+++ Selected text +++

⚖️ Python Code Complexity Checkers: A Comprehensive Comparison

"The most complex functions are the ones most likely to contain bugs, and the hardest to maintain. Choose your complexity checker wisely."

If you're serious about code quality, you've likely heard about cyclomatic complexity and other code metrics. But with so many Python complexity checkers available, which one should you choose?

In this post, we'll compare the most popular Python complexity analysis tools—Radon, McCabe, Lizard, Wily, and Flake8—to help you decide which best fits your needs.

📊 Complexity Metrics: A Quick Refresher

Before diving into the tools, let's briefly revisit what we're measuring:

Cyclomatic Complexity: The number of independent paths through code (decision points + 1)

+++

# [Problem requirements]
Copy out the comparison of Python code complexity checkers in full, word for word, with every line in its original order.

+++ Data records +++

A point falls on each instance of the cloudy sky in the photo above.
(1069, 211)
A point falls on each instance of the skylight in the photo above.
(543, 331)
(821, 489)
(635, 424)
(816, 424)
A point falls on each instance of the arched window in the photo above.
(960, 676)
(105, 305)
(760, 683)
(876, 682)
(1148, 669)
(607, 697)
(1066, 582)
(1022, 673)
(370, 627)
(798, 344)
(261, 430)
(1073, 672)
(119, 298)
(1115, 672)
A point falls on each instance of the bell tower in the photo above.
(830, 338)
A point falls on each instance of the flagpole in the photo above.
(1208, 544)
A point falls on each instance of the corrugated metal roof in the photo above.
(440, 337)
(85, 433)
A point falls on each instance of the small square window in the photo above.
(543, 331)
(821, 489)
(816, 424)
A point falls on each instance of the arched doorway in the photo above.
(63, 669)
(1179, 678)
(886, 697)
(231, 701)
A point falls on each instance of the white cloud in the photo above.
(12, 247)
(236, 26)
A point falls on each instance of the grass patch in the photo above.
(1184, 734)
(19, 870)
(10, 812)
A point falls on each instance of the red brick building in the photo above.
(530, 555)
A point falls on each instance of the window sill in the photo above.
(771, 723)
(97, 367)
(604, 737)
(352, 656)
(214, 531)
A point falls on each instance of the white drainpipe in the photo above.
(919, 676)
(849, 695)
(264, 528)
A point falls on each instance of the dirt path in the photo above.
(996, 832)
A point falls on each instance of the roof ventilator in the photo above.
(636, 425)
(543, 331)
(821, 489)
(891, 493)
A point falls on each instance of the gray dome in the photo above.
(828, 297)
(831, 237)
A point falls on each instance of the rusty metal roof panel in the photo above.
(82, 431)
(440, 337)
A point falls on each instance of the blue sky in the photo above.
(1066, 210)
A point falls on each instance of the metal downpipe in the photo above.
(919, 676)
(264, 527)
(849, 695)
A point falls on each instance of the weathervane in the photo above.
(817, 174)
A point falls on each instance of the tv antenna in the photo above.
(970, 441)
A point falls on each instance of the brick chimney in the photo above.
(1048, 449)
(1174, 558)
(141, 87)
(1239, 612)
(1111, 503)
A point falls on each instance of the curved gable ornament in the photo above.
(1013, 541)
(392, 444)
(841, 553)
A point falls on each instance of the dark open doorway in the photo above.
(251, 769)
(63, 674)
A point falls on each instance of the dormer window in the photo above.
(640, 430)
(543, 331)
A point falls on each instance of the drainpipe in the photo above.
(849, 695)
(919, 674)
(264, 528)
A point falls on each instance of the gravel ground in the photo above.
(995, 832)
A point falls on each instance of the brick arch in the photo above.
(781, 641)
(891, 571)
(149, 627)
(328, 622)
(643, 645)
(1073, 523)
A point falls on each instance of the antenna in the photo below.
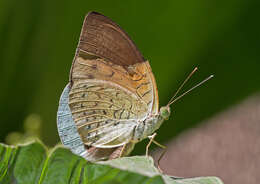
(178, 90)
(197, 85)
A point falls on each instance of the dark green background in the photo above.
(38, 39)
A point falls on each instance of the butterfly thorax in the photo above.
(151, 124)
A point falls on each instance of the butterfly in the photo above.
(111, 100)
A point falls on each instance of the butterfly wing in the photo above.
(112, 86)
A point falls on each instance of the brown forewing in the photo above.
(104, 38)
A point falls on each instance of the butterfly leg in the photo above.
(158, 144)
(122, 150)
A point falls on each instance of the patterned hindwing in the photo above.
(112, 86)
(105, 113)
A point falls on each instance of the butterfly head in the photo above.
(165, 112)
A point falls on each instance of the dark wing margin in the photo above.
(102, 37)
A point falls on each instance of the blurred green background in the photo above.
(38, 39)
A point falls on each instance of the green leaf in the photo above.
(32, 163)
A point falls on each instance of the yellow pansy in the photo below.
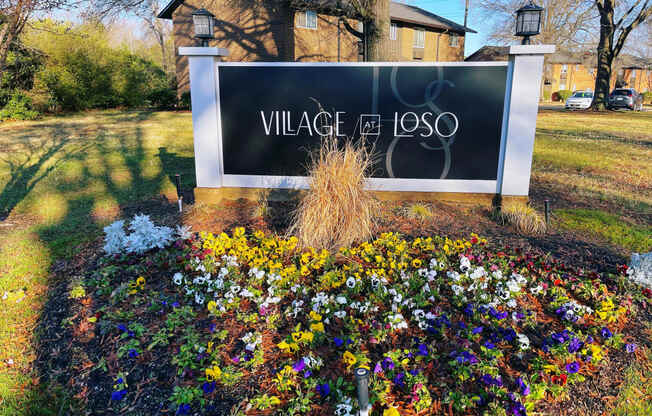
(213, 373)
(274, 400)
(391, 412)
(287, 347)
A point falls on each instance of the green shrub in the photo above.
(19, 107)
(563, 95)
(647, 97)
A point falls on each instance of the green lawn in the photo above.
(63, 178)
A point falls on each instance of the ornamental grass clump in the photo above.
(336, 211)
(523, 217)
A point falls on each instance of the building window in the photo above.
(419, 38)
(307, 19)
(392, 31)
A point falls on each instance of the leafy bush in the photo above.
(85, 70)
(563, 95)
(19, 107)
(337, 210)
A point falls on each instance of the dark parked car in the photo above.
(626, 98)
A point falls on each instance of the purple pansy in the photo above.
(573, 367)
(208, 387)
(323, 389)
(118, 395)
(606, 333)
(299, 365)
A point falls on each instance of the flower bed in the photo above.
(444, 326)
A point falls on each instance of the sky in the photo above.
(454, 10)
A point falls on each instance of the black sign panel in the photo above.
(427, 122)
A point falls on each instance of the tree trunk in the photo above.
(377, 33)
(5, 41)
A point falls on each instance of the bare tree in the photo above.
(613, 35)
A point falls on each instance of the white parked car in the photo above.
(580, 100)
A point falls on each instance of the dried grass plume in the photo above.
(336, 211)
(523, 217)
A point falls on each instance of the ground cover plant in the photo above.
(444, 326)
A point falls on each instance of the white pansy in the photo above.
(454, 276)
(397, 321)
(375, 282)
(478, 272)
(431, 275)
(523, 341)
(199, 298)
(535, 290)
(465, 264)
(513, 286)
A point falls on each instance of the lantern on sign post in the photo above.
(528, 21)
(204, 22)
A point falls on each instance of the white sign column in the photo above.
(526, 74)
(206, 125)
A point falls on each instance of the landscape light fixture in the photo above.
(204, 22)
(362, 381)
(528, 21)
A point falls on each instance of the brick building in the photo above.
(577, 71)
(268, 30)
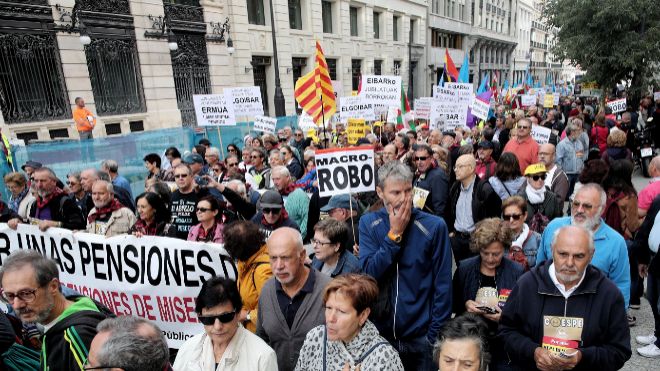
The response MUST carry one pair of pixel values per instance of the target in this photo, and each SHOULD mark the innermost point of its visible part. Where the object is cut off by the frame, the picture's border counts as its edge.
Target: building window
(378, 67)
(354, 21)
(114, 71)
(31, 80)
(332, 68)
(256, 12)
(326, 14)
(295, 15)
(395, 27)
(397, 68)
(376, 25)
(356, 73)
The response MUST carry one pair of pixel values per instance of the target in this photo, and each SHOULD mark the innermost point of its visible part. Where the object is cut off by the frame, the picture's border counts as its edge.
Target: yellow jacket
(252, 275)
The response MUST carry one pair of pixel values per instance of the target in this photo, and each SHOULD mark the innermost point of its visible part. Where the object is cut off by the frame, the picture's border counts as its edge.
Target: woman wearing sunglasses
(225, 344)
(543, 205)
(514, 213)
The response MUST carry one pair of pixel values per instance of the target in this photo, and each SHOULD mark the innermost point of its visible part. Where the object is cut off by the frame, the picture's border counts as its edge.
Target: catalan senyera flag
(314, 90)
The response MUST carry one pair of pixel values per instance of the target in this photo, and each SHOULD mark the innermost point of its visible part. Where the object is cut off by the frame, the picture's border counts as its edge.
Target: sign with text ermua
(157, 278)
(345, 170)
(265, 124)
(381, 90)
(246, 100)
(618, 105)
(213, 110)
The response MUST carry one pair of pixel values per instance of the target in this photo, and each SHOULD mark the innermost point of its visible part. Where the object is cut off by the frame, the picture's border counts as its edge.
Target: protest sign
(212, 110)
(246, 100)
(265, 124)
(157, 278)
(345, 170)
(541, 134)
(423, 107)
(548, 101)
(480, 109)
(618, 105)
(527, 100)
(356, 108)
(355, 130)
(381, 90)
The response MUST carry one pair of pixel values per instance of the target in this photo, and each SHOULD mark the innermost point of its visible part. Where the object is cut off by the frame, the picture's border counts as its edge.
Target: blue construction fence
(66, 156)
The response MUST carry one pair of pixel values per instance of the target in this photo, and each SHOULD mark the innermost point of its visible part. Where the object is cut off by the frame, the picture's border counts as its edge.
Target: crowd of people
(521, 255)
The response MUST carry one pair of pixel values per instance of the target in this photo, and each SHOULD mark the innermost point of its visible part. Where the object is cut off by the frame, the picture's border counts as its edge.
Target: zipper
(396, 300)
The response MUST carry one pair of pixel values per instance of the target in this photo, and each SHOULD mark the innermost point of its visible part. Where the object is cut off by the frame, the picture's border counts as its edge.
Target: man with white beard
(611, 255)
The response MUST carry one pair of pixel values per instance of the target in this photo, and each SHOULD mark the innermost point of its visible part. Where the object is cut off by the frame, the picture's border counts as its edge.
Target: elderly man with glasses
(611, 254)
(31, 285)
(523, 146)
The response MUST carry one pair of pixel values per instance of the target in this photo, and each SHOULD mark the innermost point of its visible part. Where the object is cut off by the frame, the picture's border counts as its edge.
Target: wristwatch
(396, 238)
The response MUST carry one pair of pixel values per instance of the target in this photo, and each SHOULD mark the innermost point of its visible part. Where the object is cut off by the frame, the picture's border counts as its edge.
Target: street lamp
(279, 95)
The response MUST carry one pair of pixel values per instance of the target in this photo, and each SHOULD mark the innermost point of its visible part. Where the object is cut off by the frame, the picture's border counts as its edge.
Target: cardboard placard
(212, 110)
(345, 170)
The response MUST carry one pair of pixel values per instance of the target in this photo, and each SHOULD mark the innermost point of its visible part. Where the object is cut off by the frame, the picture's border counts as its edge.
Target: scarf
(14, 202)
(43, 201)
(520, 240)
(535, 196)
(107, 209)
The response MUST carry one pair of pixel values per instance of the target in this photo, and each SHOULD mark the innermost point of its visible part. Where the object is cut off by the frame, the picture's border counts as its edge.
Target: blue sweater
(611, 255)
(419, 270)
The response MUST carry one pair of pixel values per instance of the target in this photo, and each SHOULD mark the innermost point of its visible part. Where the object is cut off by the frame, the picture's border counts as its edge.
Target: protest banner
(356, 129)
(480, 109)
(527, 100)
(548, 101)
(212, 110)
(355, 108)
(381, 90)
(157, 278)
(246, 100)
(265, 124)
(541, 134)
(618, 105)
(423, 107)
(345, 170)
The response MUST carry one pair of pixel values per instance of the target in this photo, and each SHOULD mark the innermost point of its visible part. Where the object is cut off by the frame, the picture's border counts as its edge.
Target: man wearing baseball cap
(344, 208)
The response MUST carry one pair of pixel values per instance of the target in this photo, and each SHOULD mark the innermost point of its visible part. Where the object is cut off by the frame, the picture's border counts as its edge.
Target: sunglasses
(223, 318)
(536, 177)
(512, 216)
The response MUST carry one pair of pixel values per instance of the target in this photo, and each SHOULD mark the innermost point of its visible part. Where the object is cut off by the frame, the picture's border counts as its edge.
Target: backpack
(516, 254)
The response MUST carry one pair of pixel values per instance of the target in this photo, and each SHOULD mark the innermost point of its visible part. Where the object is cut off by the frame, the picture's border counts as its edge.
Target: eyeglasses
(515, 217)
(320, 243)
(27, 296)
(223, 318)
(536, 177)
(576, 205)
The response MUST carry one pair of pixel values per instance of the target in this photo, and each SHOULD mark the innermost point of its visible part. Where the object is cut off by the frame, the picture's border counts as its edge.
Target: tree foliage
(612, 40)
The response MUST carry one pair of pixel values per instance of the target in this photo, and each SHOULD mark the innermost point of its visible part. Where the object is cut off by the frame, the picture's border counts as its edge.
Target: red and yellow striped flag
(314, 90)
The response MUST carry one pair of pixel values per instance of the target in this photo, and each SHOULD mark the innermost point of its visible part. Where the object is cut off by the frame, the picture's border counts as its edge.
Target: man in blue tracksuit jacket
(408, 252)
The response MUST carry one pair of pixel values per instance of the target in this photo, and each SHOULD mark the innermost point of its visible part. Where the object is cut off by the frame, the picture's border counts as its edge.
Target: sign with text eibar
(213, 110)
(157, 278)
(345, 170)
(381, 90)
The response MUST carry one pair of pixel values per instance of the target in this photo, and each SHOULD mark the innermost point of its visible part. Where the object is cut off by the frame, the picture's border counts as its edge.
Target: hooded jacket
(66, 344)
(414, 275)
(605, 339)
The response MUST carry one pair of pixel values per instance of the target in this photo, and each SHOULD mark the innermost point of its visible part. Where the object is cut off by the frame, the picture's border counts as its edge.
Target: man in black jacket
(470, 200)
(30, 283)
(565, 314)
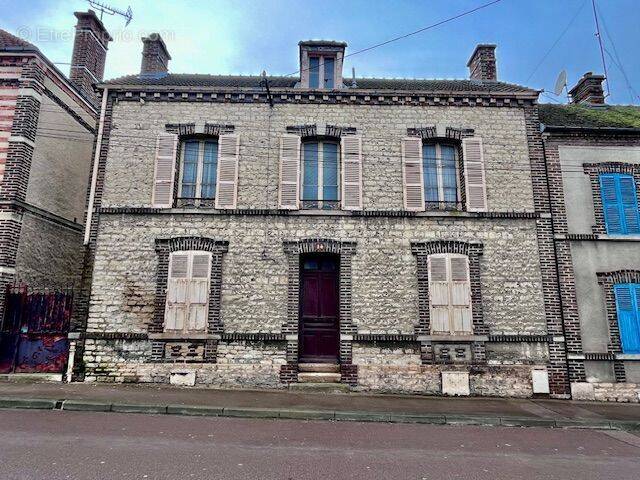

+++

# [Problem solution]
⚖️ Python Code Complexity Checkers: A Comprehensive Comparison

"The most complex functions are the ones most likely to contain bugs, and the hardest to maintain. Choose your complexity checker wisely."

If you're serious about code quality, you've likely heard about cyclomatic complexity and other code metrics. But with so many Python complexity checkers available, which one should you choose?

In this post, we'll compare the most popular Python complexity analysis tools—Radon, McCabe, Lizard, Wily, and Flake8—to help you decide which best fits your needs.

📊 Complexity Metrics: A Quick Refresher

Before diving into the tools, let's briefly revisit what we're measuring:

Cyclomatic Complexity: The number of independent paths through code (decision points + 1)